▶ TEXTO ANALIZADO
Para el ganadero y el agricultor del Altiplano potosino, las consecuencias de la política arancelaria estadounidense son concretas: menores ganancias, exceso de inventario, reducción de inversión y la imposibilidad de mantener un ritmo de producción estable.
Desde que el expresidente Donald Trump reactivó medidas arancelarias y cuotas compensatorias sobre productos agrícolas mexicanos, miles de familias rurales en el norte de San Luis Potosí han resentido un impacto directo en sus ingresos. La decisión de Washington de imponer un arancel del 17% al jitomate mexicano, junto con ajustes similares a otros productos, representa la culminación de una serie de tensiones comerciales que ahora golpean al campo potosino.
En un estado que figura entre los principales exportadores nacionales de jitomate, chile y otros cultivos, las repercusiones se han sentido en municipios como Cedral, Matehuala, Villa de Arista y en parte de la Zona Media, como Rioverde. Productores y autoridades locales reconocen que los efectos se tradujeron en contratos renegociados a la baja, envíos desviados o encarecidos por la nueva carga arancelaria, además de la urgencia de buscar mercados alternativos.
Las consecuencias son palpables: márgenes de ganancia reducidos, inventarios acumulados que deprimen precios locales, disminución de inversión y cancelación de ciclos productivos. Para muchos, esto significa menos jornales, suspensión de siembras y la necesidad de cambiar cultivos hacia aquellos con menor exposición a las exportaciones.
La respuesta institucional, tanto federal como estatal, ha sido limitada. Se han anunciado esfuerzos para diversificar mercados hacia Asia y Sudamérica, además de programas de apoyo y mitigación. No obstante, cualquier plan de reconversión comercial exige tiempo, inversión logística y la adaptación de estándares fitosanitarios, lo que deja a los productores en una franja de vulnerabilidad mientras se renegocian rutas y contratos.

▶ DATOS PROPORCIONADOS

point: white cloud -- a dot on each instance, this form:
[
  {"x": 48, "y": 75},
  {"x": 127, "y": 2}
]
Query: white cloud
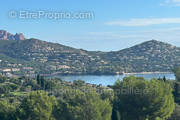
[{"x": 144, "y": 21}]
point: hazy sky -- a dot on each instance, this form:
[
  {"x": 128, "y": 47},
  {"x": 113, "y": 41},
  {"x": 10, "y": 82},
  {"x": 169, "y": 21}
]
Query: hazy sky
[{"x": 113, "y": 25}]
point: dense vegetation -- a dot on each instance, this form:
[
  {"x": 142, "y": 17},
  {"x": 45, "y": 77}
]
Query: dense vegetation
[
  {"x": 133, "y": 98},
  {"x": 34, "y": 56}
]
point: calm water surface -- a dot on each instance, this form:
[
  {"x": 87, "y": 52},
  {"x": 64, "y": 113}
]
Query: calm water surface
[{"x": 110, "y": 79}]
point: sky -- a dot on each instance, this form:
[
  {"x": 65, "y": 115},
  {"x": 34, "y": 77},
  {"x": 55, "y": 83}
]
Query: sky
[{"x": 103, "y": 25}]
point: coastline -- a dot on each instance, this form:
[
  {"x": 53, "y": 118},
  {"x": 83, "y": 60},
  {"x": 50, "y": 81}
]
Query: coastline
[{"x": 147, "y": 73}]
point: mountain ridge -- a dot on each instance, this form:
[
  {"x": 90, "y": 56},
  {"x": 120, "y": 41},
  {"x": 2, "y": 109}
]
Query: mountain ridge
[{"x": 33, "y": 56}]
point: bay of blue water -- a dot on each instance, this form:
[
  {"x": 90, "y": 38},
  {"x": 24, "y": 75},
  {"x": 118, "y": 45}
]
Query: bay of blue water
[{"x": 111, "y": 79}]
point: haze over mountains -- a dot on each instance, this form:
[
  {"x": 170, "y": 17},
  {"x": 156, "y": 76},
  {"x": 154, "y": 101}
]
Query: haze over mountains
[
  {"x": 31, "y": 56},
  {"x": 4, "y": 35}
]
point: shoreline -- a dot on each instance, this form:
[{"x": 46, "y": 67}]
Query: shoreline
[{"x": 148, "y": 73}]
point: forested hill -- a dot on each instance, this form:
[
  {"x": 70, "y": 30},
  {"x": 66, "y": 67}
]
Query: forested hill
[{"x": 35, "y": 56}]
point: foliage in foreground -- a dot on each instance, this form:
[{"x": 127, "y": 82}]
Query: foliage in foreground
[{"x": 153, "y": 100}]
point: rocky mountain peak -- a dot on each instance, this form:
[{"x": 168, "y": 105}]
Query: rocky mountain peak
[{"x": 4, "y": 35}]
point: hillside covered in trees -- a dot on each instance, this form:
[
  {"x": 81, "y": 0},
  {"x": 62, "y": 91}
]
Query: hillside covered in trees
[{"x": 33, "y": 56}]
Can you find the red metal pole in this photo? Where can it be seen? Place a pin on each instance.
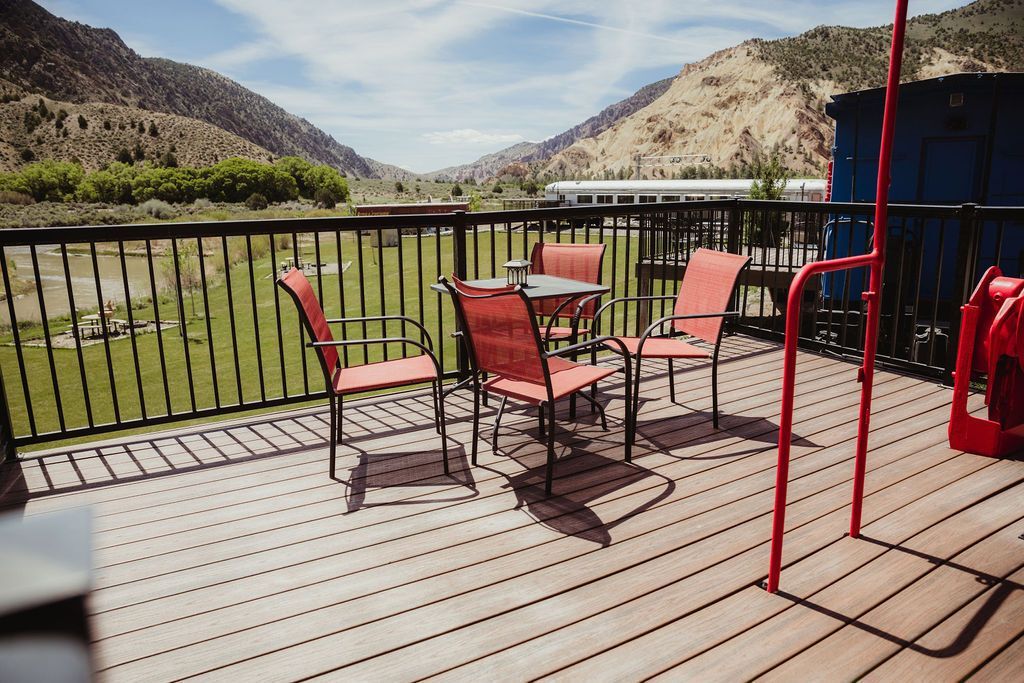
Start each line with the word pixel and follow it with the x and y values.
pixel 873 294
pixel 876 259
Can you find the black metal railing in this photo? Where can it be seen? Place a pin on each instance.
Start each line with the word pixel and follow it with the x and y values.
pixel 108 329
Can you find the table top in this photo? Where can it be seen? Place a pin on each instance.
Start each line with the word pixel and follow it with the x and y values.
pixel 540 287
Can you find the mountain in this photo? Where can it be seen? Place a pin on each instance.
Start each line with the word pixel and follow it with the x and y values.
pixel 489 165
pixel 104 130
pixel 73 62
pixel 764 97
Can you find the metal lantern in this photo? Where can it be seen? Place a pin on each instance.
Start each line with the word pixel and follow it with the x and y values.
pixel 517 270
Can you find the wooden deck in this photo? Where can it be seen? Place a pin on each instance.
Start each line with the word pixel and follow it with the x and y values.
pixel 226 553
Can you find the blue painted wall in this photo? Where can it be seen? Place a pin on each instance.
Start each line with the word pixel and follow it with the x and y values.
pixel 958 139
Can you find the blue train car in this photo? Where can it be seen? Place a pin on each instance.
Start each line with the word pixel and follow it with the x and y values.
pixel 958 139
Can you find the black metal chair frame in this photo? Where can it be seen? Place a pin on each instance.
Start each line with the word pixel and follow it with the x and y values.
pixel 655 326
pixel 550 402
pixel 336 400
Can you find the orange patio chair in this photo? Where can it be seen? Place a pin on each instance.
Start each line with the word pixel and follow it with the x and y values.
pixel 504 340
pixel 700 309
pixel 581 262
pixel 342 380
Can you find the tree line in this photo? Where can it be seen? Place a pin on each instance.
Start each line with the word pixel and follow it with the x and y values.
pixel 235 179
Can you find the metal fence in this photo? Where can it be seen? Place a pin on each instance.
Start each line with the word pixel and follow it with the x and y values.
pixel 107 329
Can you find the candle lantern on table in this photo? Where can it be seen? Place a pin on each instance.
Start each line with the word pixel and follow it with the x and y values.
pixel 517 271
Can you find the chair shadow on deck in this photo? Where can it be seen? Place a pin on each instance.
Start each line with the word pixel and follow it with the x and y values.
pixel 584 479
pixel 1004 589
pixel 693 428
pixel 201 447
pixel 408 469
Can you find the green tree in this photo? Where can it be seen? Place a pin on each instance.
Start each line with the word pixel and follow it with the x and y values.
pixel 111 185
pixel 769 183
pixel 51 180
pixel 297 168
pixel 326 177
pixel 769 178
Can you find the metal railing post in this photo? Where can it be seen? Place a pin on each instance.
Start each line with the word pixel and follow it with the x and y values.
pixel 461 271
pixel 968 247
pixel 8 453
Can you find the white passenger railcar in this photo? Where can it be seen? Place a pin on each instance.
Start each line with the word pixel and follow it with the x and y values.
pixel 589 193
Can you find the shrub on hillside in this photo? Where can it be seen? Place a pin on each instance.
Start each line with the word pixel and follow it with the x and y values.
pixel 111 185
pixel 296 167
pixel 11 197
pixel 325 177
pixel 158 209
pixel 326 198
pixel 256 202
pixel 235 179
pixel 51 180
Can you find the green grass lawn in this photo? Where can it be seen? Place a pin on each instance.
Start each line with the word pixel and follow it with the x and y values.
pixel 402 273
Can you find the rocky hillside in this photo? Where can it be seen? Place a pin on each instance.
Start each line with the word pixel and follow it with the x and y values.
pixel 768 96
pixel 73 62
pixel 489 165
pixel 35 127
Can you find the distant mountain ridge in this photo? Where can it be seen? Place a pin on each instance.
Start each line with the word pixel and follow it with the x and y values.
pixel 767 96
pixel 489 165
pixel 74 62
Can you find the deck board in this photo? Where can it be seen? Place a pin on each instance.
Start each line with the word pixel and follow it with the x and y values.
pixel 224 552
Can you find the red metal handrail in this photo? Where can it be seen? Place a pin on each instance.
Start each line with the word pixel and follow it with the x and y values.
pixel 876 260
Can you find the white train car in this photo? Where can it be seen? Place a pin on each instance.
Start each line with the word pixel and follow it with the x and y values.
pixel 590 193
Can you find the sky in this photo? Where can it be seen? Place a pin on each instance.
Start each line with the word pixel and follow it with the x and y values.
pixel 426 84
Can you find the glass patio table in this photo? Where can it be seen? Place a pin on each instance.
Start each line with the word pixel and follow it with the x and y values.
pixel 539 287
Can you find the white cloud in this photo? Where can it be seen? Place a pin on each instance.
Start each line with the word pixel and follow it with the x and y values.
pixel 415 82
pixel 470 136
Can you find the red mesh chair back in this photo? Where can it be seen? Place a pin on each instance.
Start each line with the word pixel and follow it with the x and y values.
pixel 503 334
pixel 708 285
pixel 581 262
pixel 311 315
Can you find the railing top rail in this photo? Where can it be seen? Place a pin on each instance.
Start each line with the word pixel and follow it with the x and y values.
pixel 167 230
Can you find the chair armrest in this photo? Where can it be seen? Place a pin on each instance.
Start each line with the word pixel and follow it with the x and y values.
pixel 371 318
pixel 619 300
pixel 382 340
pixel 688 316
pixel 587 344
pixel 558 309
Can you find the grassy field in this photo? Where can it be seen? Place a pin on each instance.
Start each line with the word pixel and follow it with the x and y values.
pixel 216 376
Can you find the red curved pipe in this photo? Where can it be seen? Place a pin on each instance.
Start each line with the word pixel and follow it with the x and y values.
pixel 875 259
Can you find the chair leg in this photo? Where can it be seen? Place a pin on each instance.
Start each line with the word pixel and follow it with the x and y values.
pixel 551 449
pixel 594 406
pixel 631 417
pixel 672 382
pixel 436 394
pixel 439 417
pixel 476 420
pixel 714 389
pixel 636 389
pixel 334 433
pixel 498 422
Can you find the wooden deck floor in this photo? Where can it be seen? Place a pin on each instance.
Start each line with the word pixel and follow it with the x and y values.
pixel 226 553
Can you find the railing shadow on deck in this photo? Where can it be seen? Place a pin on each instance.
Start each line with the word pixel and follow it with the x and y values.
pixel 87 467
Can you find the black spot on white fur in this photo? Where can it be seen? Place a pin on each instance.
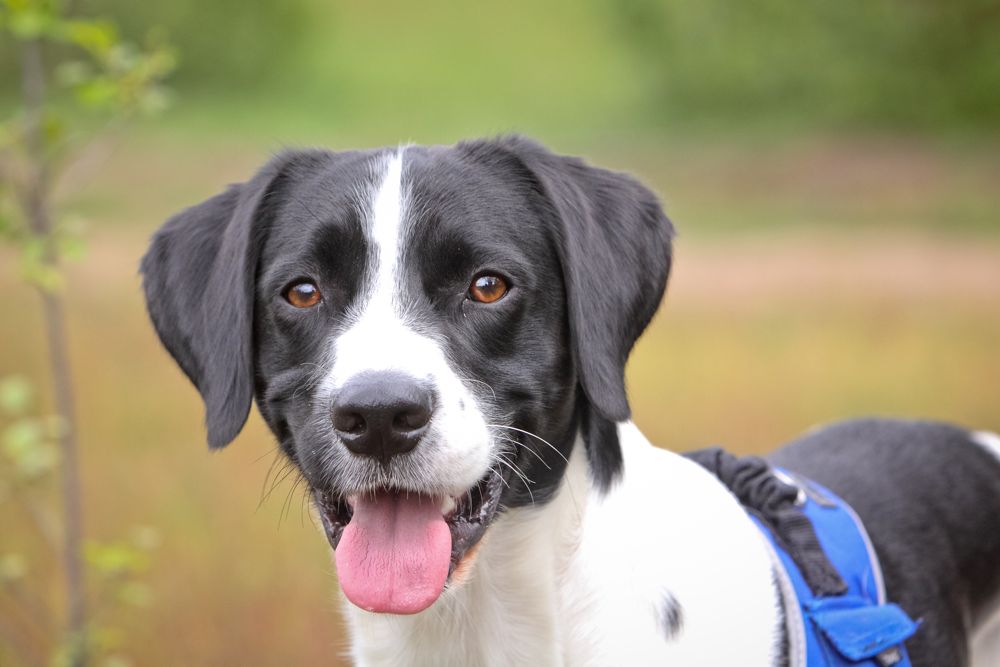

▶ TAREA
Repite sin cambios el pasaje del texto sobre los aranceles y el campo potosino que va desde "Las consecuencias son" hasta "a las exportaciones.", ambos incluidos.

▶ RESULTADO
Las consecuencias son palpables: márgenes de ganancia reducidos, inventarios acumulados que deprimen precios locales, disminución de inversión y cancelación de ciclos productivos. Para muchos, esto significa menos jornales, suspensión de siembras y la necesidad de cambiar cultivos hacia aquellos con menor exposición a las exportaciones.